(Data for review)
+ + +

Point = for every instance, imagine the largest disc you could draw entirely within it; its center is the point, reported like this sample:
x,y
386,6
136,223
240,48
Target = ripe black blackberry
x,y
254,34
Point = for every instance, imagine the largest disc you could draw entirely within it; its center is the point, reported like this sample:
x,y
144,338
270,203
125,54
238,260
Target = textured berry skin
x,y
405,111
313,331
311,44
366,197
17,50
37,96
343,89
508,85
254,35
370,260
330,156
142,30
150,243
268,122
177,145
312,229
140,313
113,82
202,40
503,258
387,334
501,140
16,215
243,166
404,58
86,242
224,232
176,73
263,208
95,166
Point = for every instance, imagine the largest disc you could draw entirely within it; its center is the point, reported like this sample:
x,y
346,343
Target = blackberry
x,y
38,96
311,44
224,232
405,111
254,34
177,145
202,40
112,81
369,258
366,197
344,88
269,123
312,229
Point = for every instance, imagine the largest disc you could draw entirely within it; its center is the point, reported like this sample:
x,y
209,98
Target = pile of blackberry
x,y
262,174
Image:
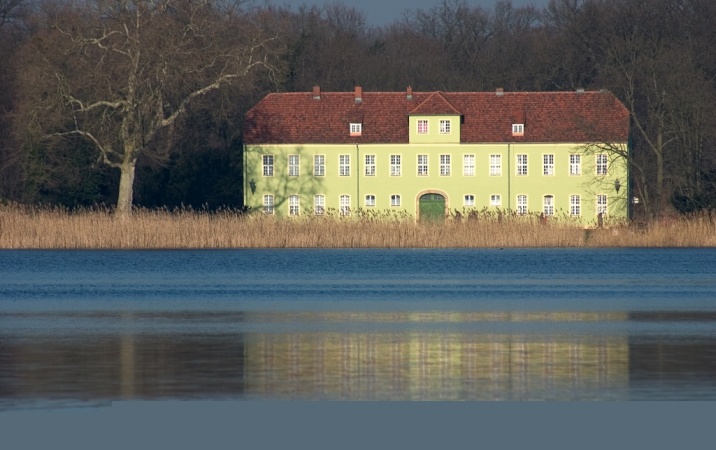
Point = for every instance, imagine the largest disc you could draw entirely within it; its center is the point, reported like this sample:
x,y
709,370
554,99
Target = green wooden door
x,y
432,208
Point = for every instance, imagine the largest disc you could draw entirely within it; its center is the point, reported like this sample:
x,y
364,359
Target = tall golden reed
x,y
57,228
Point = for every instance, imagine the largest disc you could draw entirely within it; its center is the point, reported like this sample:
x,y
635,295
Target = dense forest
x,y
121,102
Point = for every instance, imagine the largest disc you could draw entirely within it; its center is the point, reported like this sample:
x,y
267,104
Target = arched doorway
x,y
431,208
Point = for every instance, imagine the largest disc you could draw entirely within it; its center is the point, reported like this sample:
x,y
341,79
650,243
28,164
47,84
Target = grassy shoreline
x,y
56,228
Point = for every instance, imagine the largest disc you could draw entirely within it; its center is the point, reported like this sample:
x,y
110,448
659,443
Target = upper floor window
x,y
293,163
444,165
370,200
268,165
319,204
293,205
356,129
423,165
548,164
495,165
319,165
522,164
268,204
370,165
602,164
394,165
344,165
575,164
468,165
422,127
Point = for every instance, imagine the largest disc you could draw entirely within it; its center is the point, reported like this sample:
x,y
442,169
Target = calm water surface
x,y
89,327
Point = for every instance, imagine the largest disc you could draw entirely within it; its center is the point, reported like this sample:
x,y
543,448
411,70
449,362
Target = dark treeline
x,y
59,147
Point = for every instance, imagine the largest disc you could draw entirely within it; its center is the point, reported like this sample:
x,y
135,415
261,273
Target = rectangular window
x,y
521,164
356,129
468,165
423,165
602,204
268,165
575,164
268,204
575,205
548,164
293,165
602,164
319,165
394,165
444,165
370,165
319,204
293,205
495,165
548,205
522,204
344,165
345,205
422,127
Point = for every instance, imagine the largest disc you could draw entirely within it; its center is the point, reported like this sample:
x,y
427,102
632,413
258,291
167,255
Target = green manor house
x,y
429,154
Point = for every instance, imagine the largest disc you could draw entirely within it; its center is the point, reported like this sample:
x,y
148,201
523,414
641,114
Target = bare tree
x,y
120,73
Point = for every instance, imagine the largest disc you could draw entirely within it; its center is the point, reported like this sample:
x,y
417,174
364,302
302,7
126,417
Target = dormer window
x,y
356,129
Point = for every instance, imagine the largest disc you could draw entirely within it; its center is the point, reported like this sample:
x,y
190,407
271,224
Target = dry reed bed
x,y
30,228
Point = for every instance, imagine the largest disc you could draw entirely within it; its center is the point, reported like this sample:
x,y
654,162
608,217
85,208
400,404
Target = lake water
x,y
84,328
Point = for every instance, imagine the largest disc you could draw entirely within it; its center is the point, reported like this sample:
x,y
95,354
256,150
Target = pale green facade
x,y
569,181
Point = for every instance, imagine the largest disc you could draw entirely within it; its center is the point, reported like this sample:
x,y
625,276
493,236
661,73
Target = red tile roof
x,y
298,118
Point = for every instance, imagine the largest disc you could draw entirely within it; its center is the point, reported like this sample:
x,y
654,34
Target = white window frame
x,y
548,205
495,165
423,166
548,164
575,164
422,126
319,165
268,205
522,164
370,165
395,168
522,204
344,165
294,205
602,203
468,165
575,205
294,163
601,164
445,165
344,205
356,129
267,161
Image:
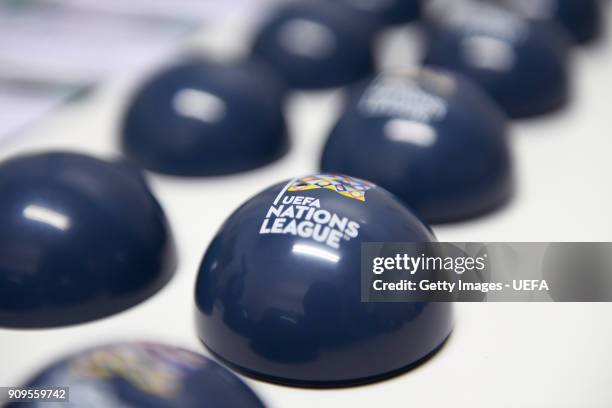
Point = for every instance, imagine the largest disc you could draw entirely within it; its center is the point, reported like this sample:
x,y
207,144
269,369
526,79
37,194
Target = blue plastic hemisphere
x,y
278,293
80,239
205,119
433,139
143,375
522,64
315,45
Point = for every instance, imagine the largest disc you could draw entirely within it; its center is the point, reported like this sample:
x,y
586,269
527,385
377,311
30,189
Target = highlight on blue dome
x,y
278,294
522,63
432,138
316,44
200,118
80,239
139,374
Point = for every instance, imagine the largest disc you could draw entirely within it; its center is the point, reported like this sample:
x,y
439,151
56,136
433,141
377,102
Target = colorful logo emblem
x,y
346,186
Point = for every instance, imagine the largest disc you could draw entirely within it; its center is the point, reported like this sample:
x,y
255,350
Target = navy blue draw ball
x,y
142,375
313,44
433,139
204,119
582,18
523,64
278,293
80,238
384,12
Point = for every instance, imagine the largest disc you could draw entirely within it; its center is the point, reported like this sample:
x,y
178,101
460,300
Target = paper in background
x,y
51,50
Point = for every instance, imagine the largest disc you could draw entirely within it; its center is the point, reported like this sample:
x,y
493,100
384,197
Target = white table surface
x,y
500,355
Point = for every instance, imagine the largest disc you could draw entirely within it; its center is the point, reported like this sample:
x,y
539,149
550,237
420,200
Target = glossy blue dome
x,y
385,12
205,119
144,375
314,45
431,138
80,239
278,293
523,64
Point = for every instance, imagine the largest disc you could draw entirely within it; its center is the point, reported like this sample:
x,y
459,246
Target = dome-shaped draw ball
x,y
199,118
141,374
278,293
80,239
522,63
432,138
315,44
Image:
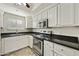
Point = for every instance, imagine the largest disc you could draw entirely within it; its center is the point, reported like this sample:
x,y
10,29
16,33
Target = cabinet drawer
x,y
63,50
48,43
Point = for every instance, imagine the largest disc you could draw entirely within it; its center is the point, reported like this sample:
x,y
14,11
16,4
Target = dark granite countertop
x,y
53,39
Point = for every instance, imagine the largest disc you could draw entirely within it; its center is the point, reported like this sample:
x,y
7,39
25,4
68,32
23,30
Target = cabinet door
x,y
76,52
66,14
52,16
0,44
56,54
35,21
21,22
77,14
63,50
9,44
39,20
1,18
29,22
48,48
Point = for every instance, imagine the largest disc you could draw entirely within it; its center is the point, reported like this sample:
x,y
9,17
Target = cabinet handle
x,y
61,49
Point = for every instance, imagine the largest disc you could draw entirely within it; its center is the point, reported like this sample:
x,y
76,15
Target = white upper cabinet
x,y
21,22
66,14
34,21
1,18
52,16
48,48
10,21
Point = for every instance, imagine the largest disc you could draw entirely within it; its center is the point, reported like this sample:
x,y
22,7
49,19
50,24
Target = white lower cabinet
x,y
10,44
48,48
54,49
57,54
63,50
30,41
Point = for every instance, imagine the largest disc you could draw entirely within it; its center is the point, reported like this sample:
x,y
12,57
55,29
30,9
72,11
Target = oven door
x,y
37,46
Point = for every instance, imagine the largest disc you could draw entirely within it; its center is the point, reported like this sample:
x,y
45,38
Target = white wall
x,y
13,9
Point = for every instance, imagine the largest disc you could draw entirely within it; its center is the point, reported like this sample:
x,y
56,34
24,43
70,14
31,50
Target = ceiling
x,y
33,6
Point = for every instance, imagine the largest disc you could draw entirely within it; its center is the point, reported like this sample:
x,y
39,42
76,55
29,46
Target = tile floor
x,y
23,52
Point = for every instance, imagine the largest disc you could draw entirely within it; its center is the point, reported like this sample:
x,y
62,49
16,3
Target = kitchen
x,y
39,29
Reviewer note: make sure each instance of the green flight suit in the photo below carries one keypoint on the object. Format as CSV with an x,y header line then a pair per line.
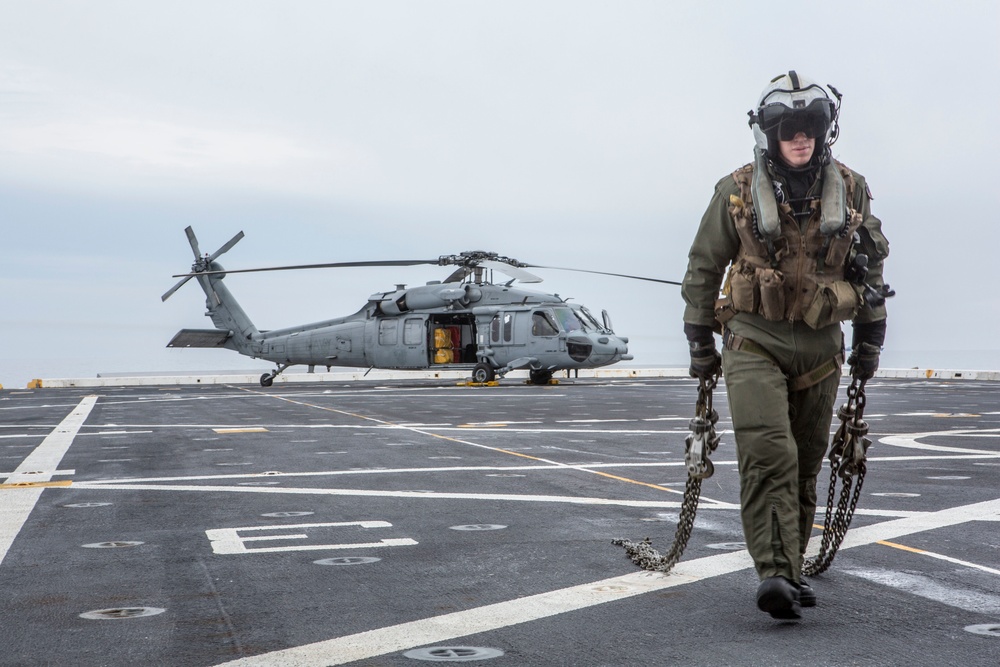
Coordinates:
x,y
781,435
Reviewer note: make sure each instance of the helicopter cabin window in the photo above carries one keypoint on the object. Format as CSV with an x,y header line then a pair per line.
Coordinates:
x,y
387,332
413,331
542,324
502,327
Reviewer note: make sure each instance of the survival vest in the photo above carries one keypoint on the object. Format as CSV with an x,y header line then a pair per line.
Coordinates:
x,y
787,272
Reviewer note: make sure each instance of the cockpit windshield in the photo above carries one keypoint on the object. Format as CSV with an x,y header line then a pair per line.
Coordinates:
x,y
568,320
588,318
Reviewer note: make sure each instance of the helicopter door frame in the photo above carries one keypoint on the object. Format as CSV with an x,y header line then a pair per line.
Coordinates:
x,y
401,342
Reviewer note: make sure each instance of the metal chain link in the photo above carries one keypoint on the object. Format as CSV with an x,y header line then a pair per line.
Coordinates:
x,y
847,459
699,444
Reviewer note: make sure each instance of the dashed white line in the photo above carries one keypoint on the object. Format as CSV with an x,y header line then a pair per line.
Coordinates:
x,y
18,503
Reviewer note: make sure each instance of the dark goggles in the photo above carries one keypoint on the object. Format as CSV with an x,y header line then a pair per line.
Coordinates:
x,y
813,120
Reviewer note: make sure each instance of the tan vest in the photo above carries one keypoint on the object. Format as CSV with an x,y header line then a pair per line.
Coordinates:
x,y
799,275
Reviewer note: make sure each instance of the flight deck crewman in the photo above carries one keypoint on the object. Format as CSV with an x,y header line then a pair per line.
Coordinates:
x,y
793,235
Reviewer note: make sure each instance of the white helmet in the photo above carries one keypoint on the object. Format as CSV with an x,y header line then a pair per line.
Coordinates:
x,y
792,104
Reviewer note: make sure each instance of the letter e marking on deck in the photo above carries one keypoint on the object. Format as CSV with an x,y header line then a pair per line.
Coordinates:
x,y
229,540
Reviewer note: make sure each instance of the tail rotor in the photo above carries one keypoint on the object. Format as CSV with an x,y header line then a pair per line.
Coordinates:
x,y
201,263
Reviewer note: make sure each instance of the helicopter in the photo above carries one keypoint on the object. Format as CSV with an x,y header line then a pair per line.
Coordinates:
x,y
466,322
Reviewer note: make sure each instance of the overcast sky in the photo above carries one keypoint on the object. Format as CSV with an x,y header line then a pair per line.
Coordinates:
x,y
586,134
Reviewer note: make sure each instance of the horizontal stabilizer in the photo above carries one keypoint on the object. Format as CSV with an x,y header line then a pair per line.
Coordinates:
x,y
200,338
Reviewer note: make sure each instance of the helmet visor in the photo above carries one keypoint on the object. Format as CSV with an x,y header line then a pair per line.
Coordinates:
x,y
813,120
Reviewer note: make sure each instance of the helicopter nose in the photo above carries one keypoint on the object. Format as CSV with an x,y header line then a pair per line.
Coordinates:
x,y
606,349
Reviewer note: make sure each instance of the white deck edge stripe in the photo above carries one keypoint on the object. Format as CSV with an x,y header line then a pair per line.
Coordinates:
x,y
447,627
38,466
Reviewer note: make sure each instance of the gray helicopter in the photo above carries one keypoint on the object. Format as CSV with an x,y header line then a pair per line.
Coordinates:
x,y
465,322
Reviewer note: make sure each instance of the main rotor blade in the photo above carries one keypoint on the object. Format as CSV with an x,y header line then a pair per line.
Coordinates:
x,y
226,248
176,287
193,240
605,273
511,270
329,265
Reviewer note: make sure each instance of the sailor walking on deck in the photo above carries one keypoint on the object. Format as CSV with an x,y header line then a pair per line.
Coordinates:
x,y
791,241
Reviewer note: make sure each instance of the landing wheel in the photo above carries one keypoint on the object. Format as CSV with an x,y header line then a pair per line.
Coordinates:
x,y
483,373
540,377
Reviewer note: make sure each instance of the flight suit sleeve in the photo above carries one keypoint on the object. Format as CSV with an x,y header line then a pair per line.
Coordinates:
x,y
875,245
715,245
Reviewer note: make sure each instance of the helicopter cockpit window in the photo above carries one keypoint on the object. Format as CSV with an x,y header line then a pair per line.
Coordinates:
x,y
588,319
502,325
542,324
568,321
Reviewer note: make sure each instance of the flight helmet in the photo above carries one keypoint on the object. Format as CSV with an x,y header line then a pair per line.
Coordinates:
x,y
790,104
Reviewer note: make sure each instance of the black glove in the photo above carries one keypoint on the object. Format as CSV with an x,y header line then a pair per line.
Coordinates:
x,y
864,361
706,362
868,332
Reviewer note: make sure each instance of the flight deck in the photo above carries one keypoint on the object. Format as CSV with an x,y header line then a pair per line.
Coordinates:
x,y
398,522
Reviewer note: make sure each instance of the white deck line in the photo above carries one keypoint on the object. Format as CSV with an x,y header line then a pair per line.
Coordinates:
x,y
39,466
622,372
447,627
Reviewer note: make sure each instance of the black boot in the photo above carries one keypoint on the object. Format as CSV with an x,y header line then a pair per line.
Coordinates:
x,y
807,596
780,598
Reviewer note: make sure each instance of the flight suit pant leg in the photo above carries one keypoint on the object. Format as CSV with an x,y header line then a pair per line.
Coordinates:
x,y
768,459
811,414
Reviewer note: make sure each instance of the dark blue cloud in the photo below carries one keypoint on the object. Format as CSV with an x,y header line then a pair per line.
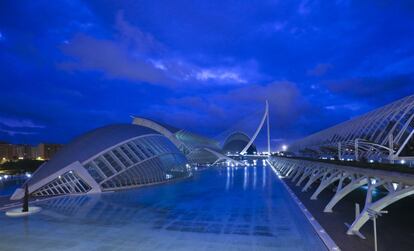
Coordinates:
x,y
69,66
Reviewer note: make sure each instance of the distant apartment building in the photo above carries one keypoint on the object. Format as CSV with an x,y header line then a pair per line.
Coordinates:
x,y
46,151
6,151
10,152
23,151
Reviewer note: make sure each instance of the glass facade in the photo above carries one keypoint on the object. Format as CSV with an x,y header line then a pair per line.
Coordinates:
x,y
146,160
68,183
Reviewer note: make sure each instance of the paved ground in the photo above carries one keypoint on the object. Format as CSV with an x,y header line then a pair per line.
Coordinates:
x,y
395,229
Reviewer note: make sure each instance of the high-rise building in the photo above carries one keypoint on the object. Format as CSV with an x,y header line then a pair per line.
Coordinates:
x,y
46,151
6,151
23,151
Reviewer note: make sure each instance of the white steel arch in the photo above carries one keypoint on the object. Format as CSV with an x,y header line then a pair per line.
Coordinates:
x,y
265,117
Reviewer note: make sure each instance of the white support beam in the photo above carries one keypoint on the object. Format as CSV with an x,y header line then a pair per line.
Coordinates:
x,y
341,193
265,115
378,206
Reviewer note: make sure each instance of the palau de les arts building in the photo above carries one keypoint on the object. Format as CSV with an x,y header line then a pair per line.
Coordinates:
x,y
123,156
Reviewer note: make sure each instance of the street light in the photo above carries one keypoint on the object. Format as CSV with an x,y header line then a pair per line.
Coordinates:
x,y
373,215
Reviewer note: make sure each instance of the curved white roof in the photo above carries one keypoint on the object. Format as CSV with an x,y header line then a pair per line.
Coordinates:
x,y
88,145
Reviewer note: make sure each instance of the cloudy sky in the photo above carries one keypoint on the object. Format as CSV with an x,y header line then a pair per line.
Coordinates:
x,y
70,66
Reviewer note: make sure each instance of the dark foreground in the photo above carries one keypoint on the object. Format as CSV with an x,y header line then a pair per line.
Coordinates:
x,y
395,230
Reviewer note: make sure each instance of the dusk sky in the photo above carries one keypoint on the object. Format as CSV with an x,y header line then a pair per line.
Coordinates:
x,y
67,67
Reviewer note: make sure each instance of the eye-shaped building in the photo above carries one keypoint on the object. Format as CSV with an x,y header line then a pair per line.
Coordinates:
x,y
109,158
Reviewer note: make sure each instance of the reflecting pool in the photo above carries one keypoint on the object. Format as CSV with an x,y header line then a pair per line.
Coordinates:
x,y
228,208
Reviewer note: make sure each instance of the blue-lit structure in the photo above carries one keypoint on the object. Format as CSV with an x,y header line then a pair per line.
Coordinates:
x,y
109,158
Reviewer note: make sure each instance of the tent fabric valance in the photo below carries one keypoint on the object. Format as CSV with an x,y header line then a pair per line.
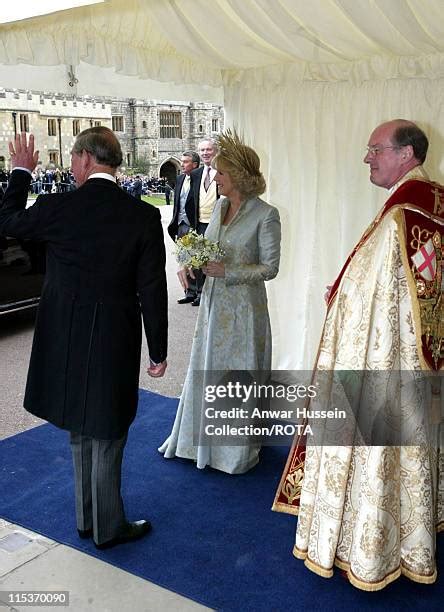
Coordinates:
x,y
305,82
256,41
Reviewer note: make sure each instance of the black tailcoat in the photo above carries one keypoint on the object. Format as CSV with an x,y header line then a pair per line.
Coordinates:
x,y
105,266
190,207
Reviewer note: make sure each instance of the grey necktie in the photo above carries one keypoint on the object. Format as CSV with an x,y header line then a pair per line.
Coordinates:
x,y
207,179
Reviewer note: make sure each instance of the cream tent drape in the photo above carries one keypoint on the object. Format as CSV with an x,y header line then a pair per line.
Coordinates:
x,y
306,82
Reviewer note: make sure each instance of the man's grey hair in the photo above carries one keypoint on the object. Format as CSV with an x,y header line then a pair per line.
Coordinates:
x,y
193,155
211,140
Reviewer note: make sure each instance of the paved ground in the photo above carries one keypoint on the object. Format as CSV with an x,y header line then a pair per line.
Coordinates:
x,y
30,562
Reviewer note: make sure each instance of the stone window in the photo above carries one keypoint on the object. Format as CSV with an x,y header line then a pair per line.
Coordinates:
x,y
24,123
52,127
170,124
117,123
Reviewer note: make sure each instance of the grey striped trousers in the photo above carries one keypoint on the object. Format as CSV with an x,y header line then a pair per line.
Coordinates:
x,y
97,480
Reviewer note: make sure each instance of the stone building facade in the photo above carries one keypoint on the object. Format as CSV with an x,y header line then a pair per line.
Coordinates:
x,y
153,134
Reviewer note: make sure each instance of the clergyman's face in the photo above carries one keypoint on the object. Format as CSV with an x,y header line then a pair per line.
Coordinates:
x,y
187,164
206,151
384,158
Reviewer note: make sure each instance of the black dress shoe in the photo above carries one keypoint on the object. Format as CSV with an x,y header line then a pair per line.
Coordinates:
x,y
131,531
187,299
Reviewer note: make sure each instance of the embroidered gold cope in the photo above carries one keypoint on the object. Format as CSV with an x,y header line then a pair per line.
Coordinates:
x,y
374,510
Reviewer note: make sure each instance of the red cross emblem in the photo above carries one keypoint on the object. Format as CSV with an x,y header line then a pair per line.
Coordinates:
x,y
425,261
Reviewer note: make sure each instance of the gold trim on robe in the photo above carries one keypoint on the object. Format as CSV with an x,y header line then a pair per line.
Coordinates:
x,y
374,511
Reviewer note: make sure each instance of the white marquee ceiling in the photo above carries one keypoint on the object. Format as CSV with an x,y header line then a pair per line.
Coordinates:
x,y
214,43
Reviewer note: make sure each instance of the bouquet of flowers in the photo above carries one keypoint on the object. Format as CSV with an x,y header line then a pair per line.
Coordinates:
x,y
194,250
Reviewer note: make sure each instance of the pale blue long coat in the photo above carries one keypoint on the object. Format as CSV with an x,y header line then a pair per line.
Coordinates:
x,y
233,327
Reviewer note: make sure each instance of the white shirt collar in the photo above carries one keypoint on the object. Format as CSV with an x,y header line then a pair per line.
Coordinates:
x,y
417,172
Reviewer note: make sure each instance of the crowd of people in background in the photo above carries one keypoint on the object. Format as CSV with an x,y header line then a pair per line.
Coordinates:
x,y
56,180
141,184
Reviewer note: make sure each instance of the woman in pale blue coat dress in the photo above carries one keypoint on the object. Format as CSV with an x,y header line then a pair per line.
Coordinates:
x,y
233,327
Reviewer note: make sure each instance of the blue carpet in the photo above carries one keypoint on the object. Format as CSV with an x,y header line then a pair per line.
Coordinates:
x,y
214,540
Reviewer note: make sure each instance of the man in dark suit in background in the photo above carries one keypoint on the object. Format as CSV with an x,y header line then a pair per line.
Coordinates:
x,y
205,195
184,211
105,267
137,188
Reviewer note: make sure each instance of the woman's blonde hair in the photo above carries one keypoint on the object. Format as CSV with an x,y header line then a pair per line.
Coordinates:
x,y
241,162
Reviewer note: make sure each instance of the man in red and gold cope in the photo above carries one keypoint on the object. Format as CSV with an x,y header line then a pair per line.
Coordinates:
x,y
368,504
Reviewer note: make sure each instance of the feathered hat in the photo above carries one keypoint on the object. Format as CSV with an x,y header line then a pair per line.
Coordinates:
x,y
237,153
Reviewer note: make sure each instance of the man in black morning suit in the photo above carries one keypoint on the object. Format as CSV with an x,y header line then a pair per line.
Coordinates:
x,y
105,270
185,212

+ + +

(Work to complete) Which lines of the material above hold the string "rotor"? Pull them out.

(Result of the exercise)
Reviewer note: make sure each instance of the tail rotor in the photo above carries one keypoint on the object. Format as CSV with an x,y header line then a pair per line.
Reviewer note: make sure each instance of the main rotor blade in the photo above carries one keypoint on the object. Format as CSV with an x,y header line then a pair per line.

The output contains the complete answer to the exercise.